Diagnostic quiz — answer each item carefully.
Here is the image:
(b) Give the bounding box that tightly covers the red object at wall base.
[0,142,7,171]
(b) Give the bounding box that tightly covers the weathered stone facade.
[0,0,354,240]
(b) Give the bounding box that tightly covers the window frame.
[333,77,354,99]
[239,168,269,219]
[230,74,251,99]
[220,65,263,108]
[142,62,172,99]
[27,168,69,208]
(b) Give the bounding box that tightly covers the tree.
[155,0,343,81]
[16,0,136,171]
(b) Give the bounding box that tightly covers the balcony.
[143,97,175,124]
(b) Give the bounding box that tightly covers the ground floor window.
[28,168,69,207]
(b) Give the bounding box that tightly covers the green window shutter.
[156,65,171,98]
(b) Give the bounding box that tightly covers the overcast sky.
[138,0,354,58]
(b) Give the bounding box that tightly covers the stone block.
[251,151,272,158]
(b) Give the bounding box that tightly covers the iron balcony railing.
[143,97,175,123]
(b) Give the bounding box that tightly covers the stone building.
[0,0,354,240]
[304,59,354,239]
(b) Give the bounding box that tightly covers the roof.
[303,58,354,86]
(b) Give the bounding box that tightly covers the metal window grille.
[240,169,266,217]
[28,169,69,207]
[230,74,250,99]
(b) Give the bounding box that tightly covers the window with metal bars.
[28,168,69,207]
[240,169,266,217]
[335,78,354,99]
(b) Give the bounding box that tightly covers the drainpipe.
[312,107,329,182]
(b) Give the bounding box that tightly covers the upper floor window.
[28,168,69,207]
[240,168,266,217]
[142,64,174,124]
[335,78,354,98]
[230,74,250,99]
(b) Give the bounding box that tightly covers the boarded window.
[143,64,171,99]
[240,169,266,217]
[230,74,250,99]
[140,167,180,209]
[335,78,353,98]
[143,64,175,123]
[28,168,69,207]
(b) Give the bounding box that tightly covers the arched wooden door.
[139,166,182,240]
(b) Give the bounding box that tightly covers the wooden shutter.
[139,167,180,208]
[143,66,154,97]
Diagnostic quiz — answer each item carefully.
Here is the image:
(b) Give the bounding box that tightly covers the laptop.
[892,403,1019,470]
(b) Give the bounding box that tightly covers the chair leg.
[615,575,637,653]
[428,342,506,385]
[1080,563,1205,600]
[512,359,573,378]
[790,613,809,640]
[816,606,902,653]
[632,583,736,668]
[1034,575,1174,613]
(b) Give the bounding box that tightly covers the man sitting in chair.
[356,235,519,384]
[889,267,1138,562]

- - - -

### EXERCISE DESCRIPTION:
Please return every row above, from the one containing "(b) Give the bounding box that tightly covers the window frame." down to the one containing "[16,0,136,171]", both included, copied without any change.

### EXERCISE ANSWER:
(b) Give the bounding box that tightly covers the window frame.
[333,77,354,99]
[239,168,269,219]
[230,74,251,99]
[220,65,263,108]
[142,62,172,99]
[27,168,69,208]
(b) Give the bounding box that tightly covers the tree.
[155,0,343,81]
[16,0,136,171]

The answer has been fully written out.